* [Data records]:
--- START ---
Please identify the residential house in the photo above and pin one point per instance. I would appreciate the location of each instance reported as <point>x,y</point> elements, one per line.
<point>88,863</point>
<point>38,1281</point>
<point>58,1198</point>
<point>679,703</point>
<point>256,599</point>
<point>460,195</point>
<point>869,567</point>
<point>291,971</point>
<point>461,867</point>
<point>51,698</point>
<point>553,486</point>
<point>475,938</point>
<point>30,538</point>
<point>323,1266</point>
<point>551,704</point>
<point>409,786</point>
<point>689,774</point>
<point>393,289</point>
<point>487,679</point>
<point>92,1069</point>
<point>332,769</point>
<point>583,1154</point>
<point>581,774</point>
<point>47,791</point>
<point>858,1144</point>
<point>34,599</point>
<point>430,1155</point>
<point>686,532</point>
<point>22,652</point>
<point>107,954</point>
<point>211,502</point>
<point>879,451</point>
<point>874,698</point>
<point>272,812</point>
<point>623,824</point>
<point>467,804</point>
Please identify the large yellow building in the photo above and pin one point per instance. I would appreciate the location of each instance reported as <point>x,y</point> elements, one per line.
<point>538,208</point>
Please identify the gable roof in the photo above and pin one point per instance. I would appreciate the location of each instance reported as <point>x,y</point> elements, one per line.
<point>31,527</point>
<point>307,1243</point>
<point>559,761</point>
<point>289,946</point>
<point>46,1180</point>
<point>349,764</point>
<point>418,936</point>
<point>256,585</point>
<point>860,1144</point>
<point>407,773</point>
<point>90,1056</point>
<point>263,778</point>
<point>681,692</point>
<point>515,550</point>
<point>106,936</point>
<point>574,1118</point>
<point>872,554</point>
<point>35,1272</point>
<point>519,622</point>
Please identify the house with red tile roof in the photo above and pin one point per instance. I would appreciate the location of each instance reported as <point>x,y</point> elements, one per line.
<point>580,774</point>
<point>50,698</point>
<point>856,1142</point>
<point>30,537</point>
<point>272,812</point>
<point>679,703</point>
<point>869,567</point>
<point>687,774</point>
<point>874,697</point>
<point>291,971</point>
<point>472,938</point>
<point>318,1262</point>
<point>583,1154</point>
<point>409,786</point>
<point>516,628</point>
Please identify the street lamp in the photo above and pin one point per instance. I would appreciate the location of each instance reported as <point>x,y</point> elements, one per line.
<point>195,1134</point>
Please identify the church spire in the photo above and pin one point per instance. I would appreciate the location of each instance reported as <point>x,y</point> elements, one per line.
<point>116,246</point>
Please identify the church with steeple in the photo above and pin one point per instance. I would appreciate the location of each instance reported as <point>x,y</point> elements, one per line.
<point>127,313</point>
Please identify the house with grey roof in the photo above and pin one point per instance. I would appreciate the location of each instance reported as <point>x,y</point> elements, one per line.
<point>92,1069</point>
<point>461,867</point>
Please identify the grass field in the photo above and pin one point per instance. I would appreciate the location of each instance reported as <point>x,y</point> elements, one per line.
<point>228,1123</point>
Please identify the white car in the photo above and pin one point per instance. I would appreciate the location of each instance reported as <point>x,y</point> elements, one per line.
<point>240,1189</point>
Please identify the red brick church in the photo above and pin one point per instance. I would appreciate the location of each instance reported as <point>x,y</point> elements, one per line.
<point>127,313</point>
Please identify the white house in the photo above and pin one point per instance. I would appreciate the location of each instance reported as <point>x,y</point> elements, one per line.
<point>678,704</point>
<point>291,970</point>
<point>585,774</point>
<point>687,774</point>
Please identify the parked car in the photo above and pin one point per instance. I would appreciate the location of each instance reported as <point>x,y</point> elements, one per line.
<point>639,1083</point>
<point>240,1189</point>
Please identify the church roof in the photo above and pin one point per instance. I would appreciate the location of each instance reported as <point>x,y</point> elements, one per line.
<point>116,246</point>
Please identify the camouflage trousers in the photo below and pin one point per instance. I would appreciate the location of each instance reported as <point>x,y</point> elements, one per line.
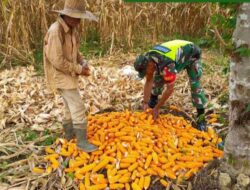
<point>194,71</point>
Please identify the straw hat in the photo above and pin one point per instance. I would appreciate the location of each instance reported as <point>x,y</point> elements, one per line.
<point>76,9</point>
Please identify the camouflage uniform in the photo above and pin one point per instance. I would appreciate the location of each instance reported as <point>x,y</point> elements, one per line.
<point>187,56</point>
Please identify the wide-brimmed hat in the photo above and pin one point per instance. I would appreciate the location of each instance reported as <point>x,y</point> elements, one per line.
<point>76,9</point>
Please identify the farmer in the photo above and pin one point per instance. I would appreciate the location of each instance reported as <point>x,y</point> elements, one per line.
<point>160,66</point>
<point>63,64</point>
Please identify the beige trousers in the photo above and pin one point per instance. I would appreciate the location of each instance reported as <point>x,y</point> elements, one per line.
<point>74,109</point>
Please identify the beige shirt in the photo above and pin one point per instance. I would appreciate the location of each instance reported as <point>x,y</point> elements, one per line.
<point>61,56</point>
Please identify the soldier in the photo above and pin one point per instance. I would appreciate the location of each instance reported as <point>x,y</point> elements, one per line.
<point>160,66</point>
<point>63,63</point>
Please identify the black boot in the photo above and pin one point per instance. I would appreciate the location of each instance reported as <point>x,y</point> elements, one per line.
<point>81,135</point>
<point>153,101</point>
<point>201,120</point>
<point>68,130</point>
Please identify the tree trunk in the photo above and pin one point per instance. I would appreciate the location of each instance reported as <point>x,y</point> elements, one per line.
<point>237,144</point>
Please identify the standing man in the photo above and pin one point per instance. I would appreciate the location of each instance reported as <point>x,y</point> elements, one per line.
<point>160,66</point>
<point>63,64</point>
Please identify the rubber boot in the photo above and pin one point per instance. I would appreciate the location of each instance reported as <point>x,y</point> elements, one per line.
<point>68,130</point>
<point>81,136</point>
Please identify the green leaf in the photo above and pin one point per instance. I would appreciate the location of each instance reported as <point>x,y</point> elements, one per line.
<point>243,51</point>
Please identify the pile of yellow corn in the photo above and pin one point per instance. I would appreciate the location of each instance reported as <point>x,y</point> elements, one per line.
<point>132,148</point>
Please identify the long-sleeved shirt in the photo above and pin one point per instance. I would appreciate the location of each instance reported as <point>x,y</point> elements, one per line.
<point>61,56</point>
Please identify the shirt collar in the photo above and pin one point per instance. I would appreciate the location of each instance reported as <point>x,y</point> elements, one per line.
<point>64,25</point>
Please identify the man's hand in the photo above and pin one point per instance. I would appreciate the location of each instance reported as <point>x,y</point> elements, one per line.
<point>155,113</point>
<point>85,71</point>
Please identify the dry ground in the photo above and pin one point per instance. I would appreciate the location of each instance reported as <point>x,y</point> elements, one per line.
<point>30,115</point>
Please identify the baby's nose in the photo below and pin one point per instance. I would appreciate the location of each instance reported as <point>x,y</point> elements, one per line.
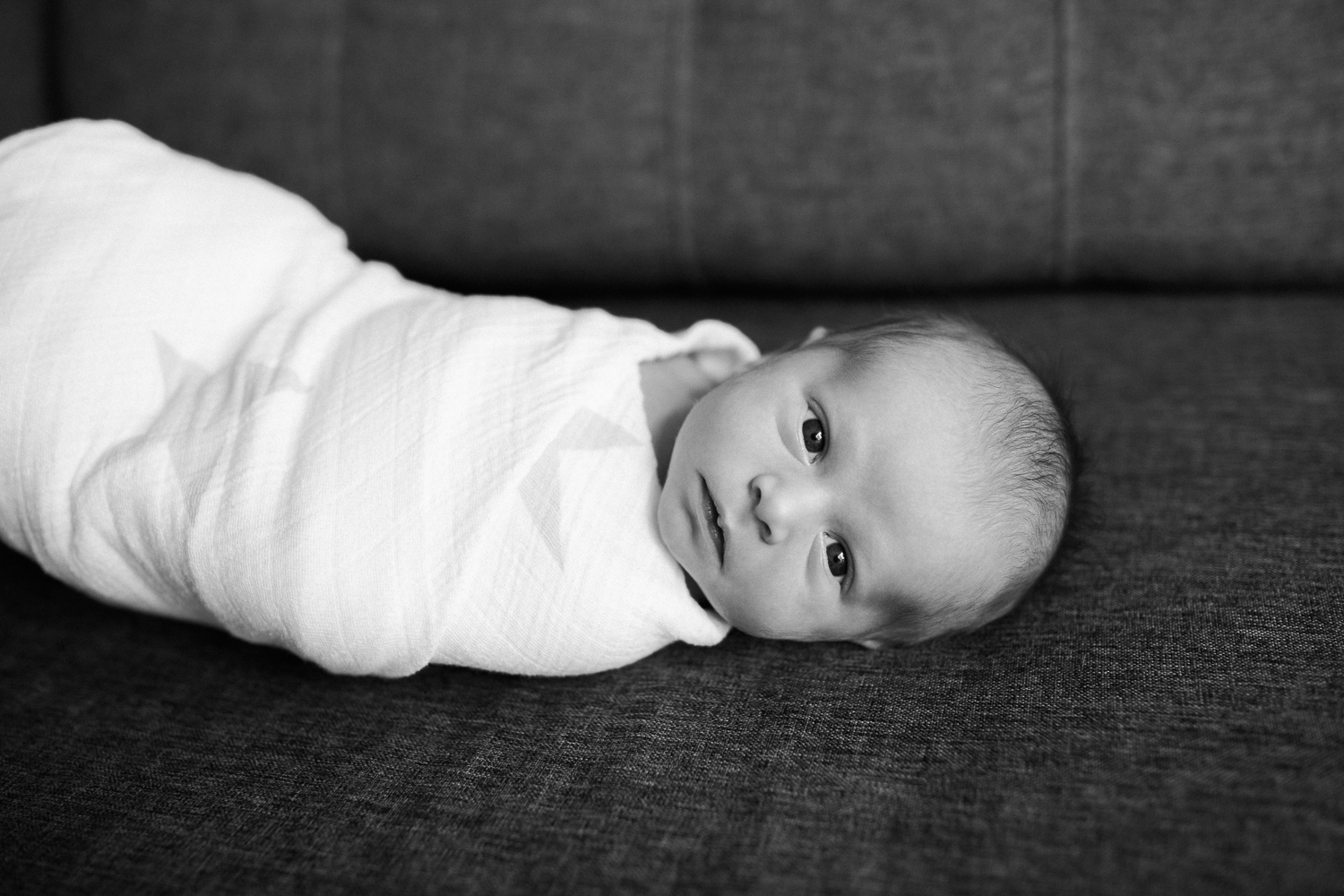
<point>782,506</point>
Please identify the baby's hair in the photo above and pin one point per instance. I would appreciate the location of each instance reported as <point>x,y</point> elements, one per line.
<point>1034,458</point>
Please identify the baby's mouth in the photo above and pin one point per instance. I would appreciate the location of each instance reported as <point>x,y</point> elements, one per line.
<point>711,519</point>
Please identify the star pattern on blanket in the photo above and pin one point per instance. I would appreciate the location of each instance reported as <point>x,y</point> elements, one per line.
<point>195,447</point>
<point>540,487</point>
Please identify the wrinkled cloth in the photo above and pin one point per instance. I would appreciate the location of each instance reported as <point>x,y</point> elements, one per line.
<point>211,410</point>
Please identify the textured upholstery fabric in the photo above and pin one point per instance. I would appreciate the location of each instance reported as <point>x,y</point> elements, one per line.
<point>1166,715</point>
<point>491,145</point>
<point>1206,142</point>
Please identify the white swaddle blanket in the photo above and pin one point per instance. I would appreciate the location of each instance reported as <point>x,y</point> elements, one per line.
<point>211,410</point>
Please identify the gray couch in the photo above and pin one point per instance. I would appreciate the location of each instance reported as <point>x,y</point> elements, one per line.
<point>1147,196</point>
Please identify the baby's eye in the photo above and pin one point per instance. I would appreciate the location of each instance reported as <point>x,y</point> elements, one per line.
<point>814,437</point>
<point>838,560</point>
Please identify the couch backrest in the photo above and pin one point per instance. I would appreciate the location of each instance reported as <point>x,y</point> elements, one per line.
<point>499,144</point>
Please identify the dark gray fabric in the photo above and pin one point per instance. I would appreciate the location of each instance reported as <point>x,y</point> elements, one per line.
<point>867,144</point>
<point>1166,715</point>
<point>23,66</point>
<point>1206,142</point>
<point>249,83</point>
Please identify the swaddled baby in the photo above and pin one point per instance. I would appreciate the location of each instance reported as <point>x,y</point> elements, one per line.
<point>212,411</point>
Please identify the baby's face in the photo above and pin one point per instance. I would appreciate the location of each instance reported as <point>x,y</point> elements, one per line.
<point>804,492</point>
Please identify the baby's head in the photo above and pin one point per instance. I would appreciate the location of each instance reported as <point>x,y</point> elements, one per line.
<point>882,485</point>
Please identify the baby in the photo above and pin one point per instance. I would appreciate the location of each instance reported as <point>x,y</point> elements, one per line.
<point>211,410</point>
<point>883,485</point>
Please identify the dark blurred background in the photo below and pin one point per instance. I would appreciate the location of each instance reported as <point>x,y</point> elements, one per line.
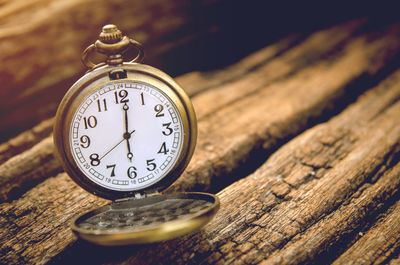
<point>41,41</point>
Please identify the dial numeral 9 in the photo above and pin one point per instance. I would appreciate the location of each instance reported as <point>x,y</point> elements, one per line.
<point>85,141</point>
<point>94,160</point>
<point>90,122</point>
<point>159,108</point>
<point>166,125</point>
<point>131,172</point>
<point>120,97</point>
<point>112,170</point>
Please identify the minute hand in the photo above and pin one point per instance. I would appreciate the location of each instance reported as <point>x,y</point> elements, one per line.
<point>127,135</point>
<point>112,148</point>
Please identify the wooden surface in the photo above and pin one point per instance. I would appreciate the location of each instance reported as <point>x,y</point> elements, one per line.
<point>300,141</point>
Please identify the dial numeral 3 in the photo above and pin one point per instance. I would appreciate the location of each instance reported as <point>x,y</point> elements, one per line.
<point>163,149</point>
<point>120,97</point>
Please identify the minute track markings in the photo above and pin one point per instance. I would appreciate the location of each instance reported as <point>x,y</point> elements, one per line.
<point>115,146</point>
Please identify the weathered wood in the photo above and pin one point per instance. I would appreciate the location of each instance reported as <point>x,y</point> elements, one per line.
<point>35,227</point>
<point>307,199</point>
<point>41,42</point>
<point>25,140</point>
<point>378,244</point>
<point>33,172</point>
<point>228,86</point>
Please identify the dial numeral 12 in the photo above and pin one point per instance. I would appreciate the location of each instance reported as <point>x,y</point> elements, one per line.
<point>99,105</point>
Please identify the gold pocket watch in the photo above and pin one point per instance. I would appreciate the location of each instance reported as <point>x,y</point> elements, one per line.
<point>125,131</point>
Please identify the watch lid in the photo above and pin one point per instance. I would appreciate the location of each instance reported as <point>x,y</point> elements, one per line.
<point>147,220</point>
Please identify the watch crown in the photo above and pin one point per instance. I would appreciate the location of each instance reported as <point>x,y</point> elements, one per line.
<point>110,34</point>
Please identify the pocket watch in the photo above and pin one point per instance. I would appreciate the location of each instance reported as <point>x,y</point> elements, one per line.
<point>125,131</point>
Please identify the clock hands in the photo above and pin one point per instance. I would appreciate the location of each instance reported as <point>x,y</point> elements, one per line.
<point>112,148</point>
<point>127,135</point>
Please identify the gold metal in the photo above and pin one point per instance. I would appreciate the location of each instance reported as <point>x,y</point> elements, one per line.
<point>151,232</point>
<point>98,78</point>
<point>112,43</point>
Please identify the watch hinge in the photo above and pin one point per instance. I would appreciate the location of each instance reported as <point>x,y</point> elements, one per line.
<point>139,195</point>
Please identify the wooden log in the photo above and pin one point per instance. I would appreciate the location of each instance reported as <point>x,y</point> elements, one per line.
<point>306,200</point>
<point>378,244</point>
<point>35,227</point>
<point>27,163</point>
<point>41,43</point>
<point>227,86</point>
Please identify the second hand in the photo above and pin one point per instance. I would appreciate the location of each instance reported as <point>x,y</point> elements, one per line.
<point>123,139</point>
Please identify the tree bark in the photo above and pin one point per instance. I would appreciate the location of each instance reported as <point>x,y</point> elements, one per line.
<point>310,198</point>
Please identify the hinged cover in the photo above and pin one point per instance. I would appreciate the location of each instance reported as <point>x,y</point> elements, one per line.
--- END ---
* [TASK OBJECTIVE]: In the answer, please give only the lines from the line containing "Please identify the tree bark" through the final line of the data, copied exactly.

* [SOLUTION]:
Please identify the tree bark in the photo above and pin one point per instance. I would appreciate the location of each instance reported as <point>x,y</point> elements, one per line.
<point>310,198</point>
Please identify the hinged cover in the photo above and pin one point per instance. I would appreciate the location of each instance reported as <point>x,y</point> elements, one per line.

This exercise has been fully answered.